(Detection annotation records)
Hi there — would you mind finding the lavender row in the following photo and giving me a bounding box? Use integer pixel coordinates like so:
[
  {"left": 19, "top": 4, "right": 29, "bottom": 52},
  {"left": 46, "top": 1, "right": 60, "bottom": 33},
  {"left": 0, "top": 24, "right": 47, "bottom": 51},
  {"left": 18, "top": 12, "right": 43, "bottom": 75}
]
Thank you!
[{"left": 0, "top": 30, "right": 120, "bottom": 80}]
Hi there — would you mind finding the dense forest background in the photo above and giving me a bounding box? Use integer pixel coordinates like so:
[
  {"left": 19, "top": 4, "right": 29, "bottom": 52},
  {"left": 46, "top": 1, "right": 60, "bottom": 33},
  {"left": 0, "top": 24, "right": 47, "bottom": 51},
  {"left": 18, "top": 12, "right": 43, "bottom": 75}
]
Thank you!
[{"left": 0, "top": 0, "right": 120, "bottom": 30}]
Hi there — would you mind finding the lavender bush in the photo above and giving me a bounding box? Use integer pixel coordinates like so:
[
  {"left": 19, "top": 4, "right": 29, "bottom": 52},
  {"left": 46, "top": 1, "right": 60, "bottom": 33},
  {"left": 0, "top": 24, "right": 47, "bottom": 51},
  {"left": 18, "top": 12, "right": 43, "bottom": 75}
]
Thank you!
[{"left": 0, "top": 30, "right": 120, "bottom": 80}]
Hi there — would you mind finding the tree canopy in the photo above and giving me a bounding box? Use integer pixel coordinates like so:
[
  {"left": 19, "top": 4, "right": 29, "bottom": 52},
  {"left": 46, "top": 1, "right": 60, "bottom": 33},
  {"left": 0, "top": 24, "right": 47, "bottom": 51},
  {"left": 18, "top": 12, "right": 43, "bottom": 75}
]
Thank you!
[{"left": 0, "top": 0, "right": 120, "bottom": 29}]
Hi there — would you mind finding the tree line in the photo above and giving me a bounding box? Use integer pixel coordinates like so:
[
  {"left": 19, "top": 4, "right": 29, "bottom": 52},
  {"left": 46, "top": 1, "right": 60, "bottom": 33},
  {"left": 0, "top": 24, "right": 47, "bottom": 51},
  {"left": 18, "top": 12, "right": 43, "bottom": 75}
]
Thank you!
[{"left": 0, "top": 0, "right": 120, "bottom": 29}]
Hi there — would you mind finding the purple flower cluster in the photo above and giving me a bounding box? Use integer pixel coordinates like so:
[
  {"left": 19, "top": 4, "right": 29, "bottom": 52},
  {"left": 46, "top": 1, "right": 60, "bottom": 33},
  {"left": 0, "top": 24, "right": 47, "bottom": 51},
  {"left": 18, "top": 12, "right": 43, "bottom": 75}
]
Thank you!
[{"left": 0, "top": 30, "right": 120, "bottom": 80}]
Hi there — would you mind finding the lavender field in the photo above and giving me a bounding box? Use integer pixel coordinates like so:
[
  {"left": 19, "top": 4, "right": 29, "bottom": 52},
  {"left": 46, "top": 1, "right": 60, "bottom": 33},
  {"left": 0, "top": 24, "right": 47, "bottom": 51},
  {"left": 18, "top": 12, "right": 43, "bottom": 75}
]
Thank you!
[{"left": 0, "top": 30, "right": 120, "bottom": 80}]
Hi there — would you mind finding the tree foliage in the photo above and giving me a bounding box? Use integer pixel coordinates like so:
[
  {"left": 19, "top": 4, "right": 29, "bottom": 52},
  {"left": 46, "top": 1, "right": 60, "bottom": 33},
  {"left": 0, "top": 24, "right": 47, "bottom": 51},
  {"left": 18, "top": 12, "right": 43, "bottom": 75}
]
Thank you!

■ WHAT TO WORK ON ■
Return each line of the data exactly as written above.

■ TASK ANSWER ■
Hi there — would you mind finding the lavender row in the following photo and giving me a bounding box? Use integer pixel coordinates like so:
[
  {"left": 19, "top": 4, "right": 29, "bottom": 52},
  {"left": 46, "top": 1, "right": 60, "bottom": 33},
  {"left": 0, "top": 24, "right": 47, "bottom": 51},
  {"left": 18, "top": 12, "right": 43, "bottom": 75}
]
Thank you!
[{"left": 0, "top": 30, "right": 120, "bottom": 80}]
Hi there — would you mind finding the dense forest background in the photo above and giving me a bounding box? Use integer pixel coordinates like so:
[
  {"left": 19, "top": 4, "right": 29, "bottom": 52},
  {"left": 46, "top": 1, "right": 60, "bottom": 33},
  {"left": 0, "top": 24, "right": 47, "bottom": 51},
  {"left": 18, "top": 12, "right": 43, "bottom": 75}
]
Thank you!
[{"left": 0, "top": 0, "right": 120, "bottom": 30}]
Hi there — would you mind finding the lavender bush in the photo above and giving me a bounding box? Use integer pixel coordinates like so:
[
  {"left": 19, "top": 4, "right": 29, "bottom": 52},
  {"left": 46, "top": 1, "right": 60, "bottom": 33},
  {"left": 0, "top": 24, "right": 47, "bottom": 51},
  {"left": 18, "top": 12, "right": 43, "bottom": 75}
]
Thank you!
[{"left": 0, "top": 30, "right": 120, "bottom": 80}]
Hi there — would you mind finding the tree canopy in the photo above and giving me a bounding box? Use integer pixel coordinates like so:
[
  {"left": 19, "top": 4, "right": 29, "bottom": 52},
  {"left": 46, "top": 1, "right": 60, "bottom": 33},
  {"left": 0, "top": 24, "right": 47, "bottom": 51},
  {"left": 18, "top": 12, "right": 43, "bottom": 75}
]
Thank you!
[{"left": 0, "top": 0, "right": 120, "bottom": 29}]
Hi there — would you mind finding the tree line in the photo above and giving me a bounding box? Use integer pixel coordinates like so:
[
  {"left": 19, "top": 4, "right": 29, "bottom": 52},
  {"left": 46, "top": 1, "right": 60, "bottom": 33},
  {"left": 0, "top": 24, "right": 47, "bottom": 51},
  {"left": 18, "top": 12, "right": 43, "bottom": 75}
]
Thank you!
[{"left": 0, "top": 0, "right": 120, "bottom": 29}]
Hi there — would you mind finding the purple flower cluster in the photo above and giving me a bounding box? Use integer pixel coordinates like so:
[
  {"left": 19, "top": 4, "right": 29, "bottom": 52},
  {"left": 46, "top": 1, "right": 60, "bottom": 33},
  {"left": 0, "top": 24, "right": 47, "bottom": 51},
  {"left": 18, "top": 12, "right": 43, "bottom": 75}
]
Thank you!
[{"left": 0, "top": 30, "right": 120, "bottom": 80}]
Hi there — would you mind finding the lavender field in the photo above and giving me a bounding box? Use integer pixel coordinates like so:
[
  {"left": 19, "top": 4, "right": 29, "bottom": 52},
  {"left": 46, "top": 1, "right": 60, "bottom": 33},
  {"left": 0, "top": 24, "right": 47, "bottom": 51},
  {"left": 18, "top": 12, "right": 43, "bottom": 75}
]
Thank you!
[{"left": 0, "top": 30, "right": 120, "bottom": 80}]
Hi there — would you mind finding the tree foliage in the photo above and giving me a bounding box? Use integer pixel coordinates like so:
[
  {"left": 19, "top": 4, "right": 29, "bottom": 52},
  {"left": 46, "top": 1, "right": 60, "bottom": 33},
  {"left": 0, "top": 24, "right": 47, "bottom": 51},
  {"left": 18, "top": 12, "right": 43, "bottom": 75}
]
Thank you!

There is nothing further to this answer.